### Dataset extract ###

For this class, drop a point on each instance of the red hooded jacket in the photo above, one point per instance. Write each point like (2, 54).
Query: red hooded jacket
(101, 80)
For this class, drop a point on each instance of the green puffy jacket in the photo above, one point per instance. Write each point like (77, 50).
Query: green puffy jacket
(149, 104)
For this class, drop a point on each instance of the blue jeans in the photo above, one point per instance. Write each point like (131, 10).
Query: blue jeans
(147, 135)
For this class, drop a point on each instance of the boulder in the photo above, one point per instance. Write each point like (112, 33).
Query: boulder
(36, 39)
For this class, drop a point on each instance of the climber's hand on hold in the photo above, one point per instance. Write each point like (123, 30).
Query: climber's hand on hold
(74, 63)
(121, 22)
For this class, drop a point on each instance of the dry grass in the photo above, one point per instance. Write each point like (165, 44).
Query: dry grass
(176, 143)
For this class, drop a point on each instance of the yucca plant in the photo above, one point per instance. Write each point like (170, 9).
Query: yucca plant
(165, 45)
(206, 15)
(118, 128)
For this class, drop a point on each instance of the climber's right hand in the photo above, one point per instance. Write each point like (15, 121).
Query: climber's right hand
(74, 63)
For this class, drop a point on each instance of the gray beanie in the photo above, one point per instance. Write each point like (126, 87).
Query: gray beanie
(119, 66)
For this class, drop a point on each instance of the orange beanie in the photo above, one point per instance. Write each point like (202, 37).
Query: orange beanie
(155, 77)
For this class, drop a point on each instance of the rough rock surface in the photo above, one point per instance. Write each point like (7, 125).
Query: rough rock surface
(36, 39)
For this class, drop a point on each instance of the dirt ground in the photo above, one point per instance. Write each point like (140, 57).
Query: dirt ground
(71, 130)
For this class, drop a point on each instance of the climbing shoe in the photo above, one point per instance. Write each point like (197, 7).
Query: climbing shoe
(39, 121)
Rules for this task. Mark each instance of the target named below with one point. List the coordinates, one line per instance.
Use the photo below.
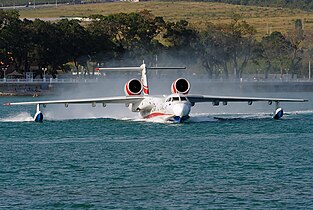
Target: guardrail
(48, 80)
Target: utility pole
(309, 68)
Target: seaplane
(175, 107)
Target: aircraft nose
(181, 109)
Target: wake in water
(21, 117)
(194, 118)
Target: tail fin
(144, 79)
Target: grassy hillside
(197, 13)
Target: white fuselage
(174, 107)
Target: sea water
(79, 158)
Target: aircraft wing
(207, 98)
(104, 100)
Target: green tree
(276, 48)
(75, 42)
(296, 38)
(241, 44)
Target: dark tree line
(221, 50)
(300, 4)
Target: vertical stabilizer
(144, 79)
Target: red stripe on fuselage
(157, 114)
(146, 89)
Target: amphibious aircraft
(175, 107)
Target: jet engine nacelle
(133, 87)
(180, 85)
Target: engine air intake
(133, 87)
(180, 85)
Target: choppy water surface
(240, 160)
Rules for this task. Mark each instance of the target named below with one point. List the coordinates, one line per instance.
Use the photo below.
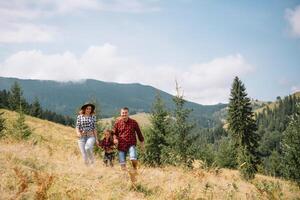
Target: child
(107, 145)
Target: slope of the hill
(66, 97)
(49, 166)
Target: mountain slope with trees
(66, 97)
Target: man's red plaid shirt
(126, 133)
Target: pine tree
(183, 138)
(156, 141)
(36, 109)
(242, 126)
(21, 129)
(227, 153)
(16, 98)
(291, 148)
(2, 125)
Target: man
(125, 131)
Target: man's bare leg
(134, 164)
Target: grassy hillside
(49, 166)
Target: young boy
(107, 145)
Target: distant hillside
(67, 97)
(49, 166)
(272, 105)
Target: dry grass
(49, 166)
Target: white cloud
(206, 83)
(295, 88)
(18, 17)
(293, 17)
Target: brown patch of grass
(23, 181)
(43, 182)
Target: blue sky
(201, 43)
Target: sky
(203, 44)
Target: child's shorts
(108, 156)
(132, 154)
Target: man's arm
(138, 132)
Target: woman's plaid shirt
(86, 123)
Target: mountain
(49, 166)
(67, 97)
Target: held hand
(78, 134)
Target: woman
(86, 132)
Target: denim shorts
(132, 154)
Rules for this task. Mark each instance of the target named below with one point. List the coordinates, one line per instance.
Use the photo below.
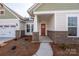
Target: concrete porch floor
(44, 39)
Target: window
(6, 25)
(13, 26)
(72, 26)
(28, 27)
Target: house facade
(58, 21)
(9, 23)
(12, 25)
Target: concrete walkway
(44, 50)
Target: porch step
(44, 39)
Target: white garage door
(7, 30)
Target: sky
(20, 8)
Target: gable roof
(9, 13)
(55, 6)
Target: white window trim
(72, 15)
(28, 33)
(3, 13)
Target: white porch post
(35, 24)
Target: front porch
(42, 25)
(44, 39)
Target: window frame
(73, 26)
(30, 32)
(3, 13)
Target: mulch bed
(65, 49)
(20, 47)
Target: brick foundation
(60, 37)
(35, 36)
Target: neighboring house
(59, 21)
(9, 22)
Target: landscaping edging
(19, 47)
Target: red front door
(43, 27)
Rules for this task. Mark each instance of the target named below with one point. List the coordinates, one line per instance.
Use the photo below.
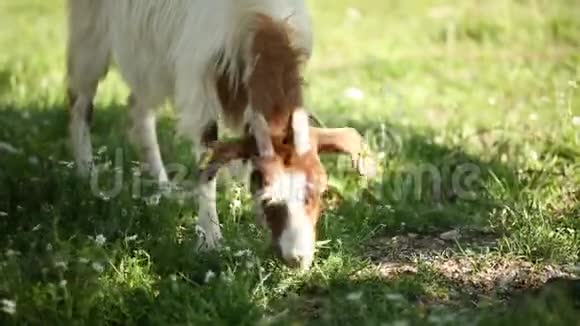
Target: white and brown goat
(238, 60)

###

Work instruction:
We ask that the entries above be copied exactly, with the pictures omitted.

Response to the task:
For this class, drop a point on each instance of the red hooded jacket in the photo above, one point per instance. Write each point like (2, 54).
Query: red hooded jacket
(101, 80)
For this class, drop a point on each instance of the green puffy jacket in the photo above, one point per instance. Write each point like (77, 50).
Query: green puffy jacket
(149, 104)
For this class, drop a point on each instance of the blue jeans in the photo above, one point per instance. Write each point like (131, 10).
Query: blue jeans
(147, 135)
For this class, drop a point on each instance of the boulder in the photo above, one point per instance. Write each point like (112, 33).
Query: boulder
(36, 39)
For this class, drop a point on each instance of the climber's hand on hold in the photo above, one point per instance. Write each point like (123, 30).
Query: climber's hand on hold
(74, 63)
(121, 22)
For this class, drop a point on each instance of the dry grass in the photo above, one point per instance. Write each point like (165, 44).
Query: dry grass
(176, 143)
For this class, drop a point on each instance of the yucca plant in the photo above, one point per instance. Write each point like (170, 9).
Query: yucca plant
(165, 45)
(206, 15)
(118, 128)
For this class, drop a point on each instance of the climber's right hand in the photo above, one point per instance. Write each point like (15, 121).
Query: climber's right hand
(74, 63)
For this class, drop a point on each instance of the gray beanie in the photo above, one point per instance. Write each point like (126, 87).
Query: gray beanie
(119, 66)
For this class, drop a point on each instance of the orange beanie in the photo above, one point per instance. Write each point like (202, 37).
Query: orange beanie
(155, 77)
For this class, drop a point on each instance of the rough rock surface in the photo above, one point per instance. Write each point like (7, 125).
Query: rough rock surface
(36, 39)
For this class, drop a point on each instance of the dirt ground in the photo above, one point per instance. Write each point like (140, 57).
Query: dirt ground
(71, 130)
For this class, drop a point on each instance of the climbing shoe in the photo above, one point per instance. Write each point like (197, 7).
Query: climbing shoe
(39, 121)
Rules for this task. Mark each instance of the target named below with one point. List the coordinates, one line per instance.
Use the photo below.
Target: guardrail
(48, 80)
Target: utility pole
(309, 68)
Target: seaplane
(175, 107)
Target: aircraft nose
(181, 109)
Target: wake in water
(21, 117)
(194, 118)
Target: tail fin
(144, 79)
Target: grassy hillside
(197, 13)
Target: white fuselage
(174, 107)
Target: sea water
(79, 158)
Target: aircraft wing
(207, 98)
(104, 100)
Target: green tree
(276, 48)
(75, 42)
(296, 38)
(241, 44)
Target: dark tree line
(221, 50)
(300, 4)
Target: vertical stabilizer
(144, 79)
Target: red stripe on fuselage
(157, 114)
(146, 89)
Target: amphibious aircraft
(175, 107)
Target: jet engine nacelle
(133, 87)
(180, 85)
Target: engine air intake
(133, 87)
(180, 85)
Target: choppy water surface
(240, 160)
Rules for this task. Mark each instance of the target named below with one point. List the coordinates, one line per instance.
Use the photo below.
Target: child
(107, 145)
Target: slope of the hill
(66, 97)
(49, 166)
Target: mountain slope with trees
(66, 97)
Target: man's red plaid shirt
(126, 133)
Target: pine tree
(183, 138)
(156, 141)
(36, 109)
(242, 126)
(21, 129)
(227, 153)
(16, 98)
(291, 148)
(2, 125)
Target: man
(125, 131)
Target: man's bare leg
(134, 164)
Target: grassy hillside
(49, 166)
Target: young boy
(107, 145)
Target: distant hillside
(67, 97)
(49, 166)
(272, 105)
Target: dry grass
(49, 166)
Target: white cloud
(206, 83)
(295, 88)
(18, 17)
(293, 17)
Target: brown patch of grass
(23, 181)
(43, 182)
Target: blue sky
(201, 43)
Target: sky
(203, 44)
Target: child's shorts
(108, 156)
(132, 154)
Target: man's arm
(138, 132)
Target: woman's plaid shirt
(86, 123)
Target: mountain
(49, 166)
(67, 97)
Target: held hand
(78, 134)
Target: woman
(86, 132)
Target: denim shorts
(132, 154)
Rules for this task. Mark each instance of the target named below with one point. List the coordinates, one line per instance.
Use the photo below.
Target: concrete porch floor
(44, 39)
Target: window
(6, 25)
(13, 26)
(72, 26)
(28, 27)
Target: house facade
(58, 21)
(9, 23)
(12, 25)
Target: concrete walkway
(44, 50)
Target: porch step
(44, 39)
Target: white garage door
(7, 30)
Target: sky
(20, 8)
Target: gable roof
(9, 13)
(55, 6)
Target: white window trim
(72, 15)
(28, 33)
(3, 13)
Target: white porch post
(35, 24)
Target: front porch
(42, 25)
(44, 39)
Target: window frame
(73, 26)
(30, 32)
(3, 13)
Target: mulch bed
(65, 49)
(20, 47)
Target: brick foundation
(60, 37)
(35, 36)
Target: neighboring house
(59, 21)
(9, 22)
Target: landscaping edging
(19, 47)
Target: red front door
(43, 27)
Rules for this task. Mark each instance of the target named below with one point. List the coordinates, one line per instance.
Use the photo below.
Target: white and brown goat
(238, 60)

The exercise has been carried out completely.